## Задание
Отфильтруйте строки ниже: оставьте каждую строку, в которой есть слово «human», и выпишите её. Регистр букв учитывается.

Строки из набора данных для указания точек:
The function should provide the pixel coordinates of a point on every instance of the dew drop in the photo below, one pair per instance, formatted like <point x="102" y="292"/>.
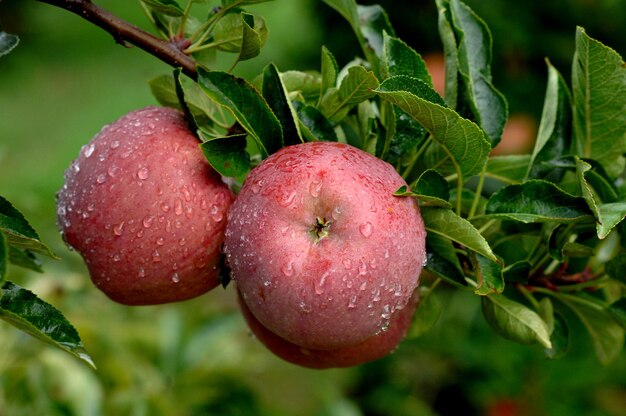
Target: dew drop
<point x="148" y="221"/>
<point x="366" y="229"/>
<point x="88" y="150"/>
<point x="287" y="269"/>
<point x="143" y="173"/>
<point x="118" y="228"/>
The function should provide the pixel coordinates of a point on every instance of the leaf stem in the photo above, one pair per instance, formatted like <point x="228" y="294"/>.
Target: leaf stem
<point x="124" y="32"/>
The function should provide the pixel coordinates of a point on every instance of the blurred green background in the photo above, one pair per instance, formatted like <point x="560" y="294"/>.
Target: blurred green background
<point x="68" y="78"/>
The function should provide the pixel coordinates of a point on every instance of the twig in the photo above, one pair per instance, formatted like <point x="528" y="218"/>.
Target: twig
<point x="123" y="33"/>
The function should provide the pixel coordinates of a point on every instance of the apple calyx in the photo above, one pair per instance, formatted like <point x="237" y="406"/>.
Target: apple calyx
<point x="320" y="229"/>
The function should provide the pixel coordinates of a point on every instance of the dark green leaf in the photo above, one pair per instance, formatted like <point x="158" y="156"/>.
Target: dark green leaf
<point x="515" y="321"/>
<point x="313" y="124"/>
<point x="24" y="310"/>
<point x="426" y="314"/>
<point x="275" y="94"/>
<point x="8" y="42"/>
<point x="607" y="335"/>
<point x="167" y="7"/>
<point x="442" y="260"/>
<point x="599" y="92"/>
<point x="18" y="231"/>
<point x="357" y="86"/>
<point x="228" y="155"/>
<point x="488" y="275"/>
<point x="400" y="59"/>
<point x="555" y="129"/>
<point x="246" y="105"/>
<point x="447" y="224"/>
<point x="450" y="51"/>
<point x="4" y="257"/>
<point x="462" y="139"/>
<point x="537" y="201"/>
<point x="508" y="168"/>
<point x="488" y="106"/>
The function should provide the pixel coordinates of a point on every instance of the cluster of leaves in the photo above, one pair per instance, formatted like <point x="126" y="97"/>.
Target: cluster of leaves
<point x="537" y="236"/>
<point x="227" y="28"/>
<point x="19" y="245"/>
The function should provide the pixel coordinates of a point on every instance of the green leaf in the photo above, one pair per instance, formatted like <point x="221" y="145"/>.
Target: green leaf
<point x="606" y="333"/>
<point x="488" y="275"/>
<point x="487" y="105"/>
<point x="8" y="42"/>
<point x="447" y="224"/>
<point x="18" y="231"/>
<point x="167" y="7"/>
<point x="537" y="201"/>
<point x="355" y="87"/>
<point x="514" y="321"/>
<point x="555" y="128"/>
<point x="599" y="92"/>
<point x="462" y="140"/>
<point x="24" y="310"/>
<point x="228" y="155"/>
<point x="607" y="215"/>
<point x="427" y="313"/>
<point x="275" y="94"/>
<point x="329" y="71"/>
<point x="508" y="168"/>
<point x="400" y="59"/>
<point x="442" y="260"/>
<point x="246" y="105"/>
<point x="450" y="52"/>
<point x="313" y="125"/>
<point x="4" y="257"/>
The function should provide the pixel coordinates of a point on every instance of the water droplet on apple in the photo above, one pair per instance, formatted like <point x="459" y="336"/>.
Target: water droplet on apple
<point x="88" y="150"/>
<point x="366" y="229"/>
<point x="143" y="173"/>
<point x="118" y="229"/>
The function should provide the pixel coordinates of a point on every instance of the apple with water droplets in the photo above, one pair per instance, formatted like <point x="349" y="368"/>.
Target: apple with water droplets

==

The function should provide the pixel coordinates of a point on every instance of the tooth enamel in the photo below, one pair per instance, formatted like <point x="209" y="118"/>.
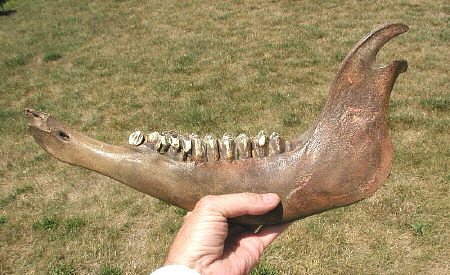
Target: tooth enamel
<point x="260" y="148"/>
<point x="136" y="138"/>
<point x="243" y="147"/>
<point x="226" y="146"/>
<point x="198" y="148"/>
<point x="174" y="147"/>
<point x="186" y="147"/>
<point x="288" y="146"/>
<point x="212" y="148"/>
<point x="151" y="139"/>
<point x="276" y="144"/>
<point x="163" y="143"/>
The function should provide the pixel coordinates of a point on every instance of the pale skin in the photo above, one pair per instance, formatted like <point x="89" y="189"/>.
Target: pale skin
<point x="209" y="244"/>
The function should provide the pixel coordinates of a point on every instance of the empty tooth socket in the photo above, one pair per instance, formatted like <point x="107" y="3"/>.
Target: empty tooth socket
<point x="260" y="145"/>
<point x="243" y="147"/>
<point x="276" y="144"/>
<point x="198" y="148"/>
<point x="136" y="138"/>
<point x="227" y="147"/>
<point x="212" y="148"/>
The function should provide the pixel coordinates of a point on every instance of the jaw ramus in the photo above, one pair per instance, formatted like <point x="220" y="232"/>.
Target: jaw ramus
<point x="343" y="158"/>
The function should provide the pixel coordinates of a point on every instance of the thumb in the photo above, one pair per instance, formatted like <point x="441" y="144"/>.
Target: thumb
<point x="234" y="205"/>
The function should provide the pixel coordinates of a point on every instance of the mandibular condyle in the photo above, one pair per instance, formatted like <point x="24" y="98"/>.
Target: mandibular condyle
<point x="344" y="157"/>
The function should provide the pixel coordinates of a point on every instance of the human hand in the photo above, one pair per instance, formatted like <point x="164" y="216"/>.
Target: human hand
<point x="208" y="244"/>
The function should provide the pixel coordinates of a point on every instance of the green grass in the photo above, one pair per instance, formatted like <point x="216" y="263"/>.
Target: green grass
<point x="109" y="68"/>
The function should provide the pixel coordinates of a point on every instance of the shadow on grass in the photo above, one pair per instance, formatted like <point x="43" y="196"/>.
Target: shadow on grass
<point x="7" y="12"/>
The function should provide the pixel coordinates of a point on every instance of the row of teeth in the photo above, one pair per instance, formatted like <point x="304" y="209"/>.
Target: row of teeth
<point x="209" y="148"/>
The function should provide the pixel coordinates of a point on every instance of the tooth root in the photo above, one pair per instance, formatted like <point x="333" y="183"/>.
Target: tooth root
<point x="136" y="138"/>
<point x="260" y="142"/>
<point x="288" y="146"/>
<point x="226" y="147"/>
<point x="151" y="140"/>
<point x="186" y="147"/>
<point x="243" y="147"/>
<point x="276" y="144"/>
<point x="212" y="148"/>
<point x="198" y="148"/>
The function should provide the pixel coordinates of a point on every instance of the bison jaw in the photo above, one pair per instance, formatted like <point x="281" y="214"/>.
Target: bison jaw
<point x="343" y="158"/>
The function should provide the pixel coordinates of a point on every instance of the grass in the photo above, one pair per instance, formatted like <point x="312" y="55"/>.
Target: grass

## Ответ
The function should provide the pixel coordinates of a point on every instance of the human hand in the photo above, one pair per instance, formatted like <point x="164" y="216"/>.
Target: human hand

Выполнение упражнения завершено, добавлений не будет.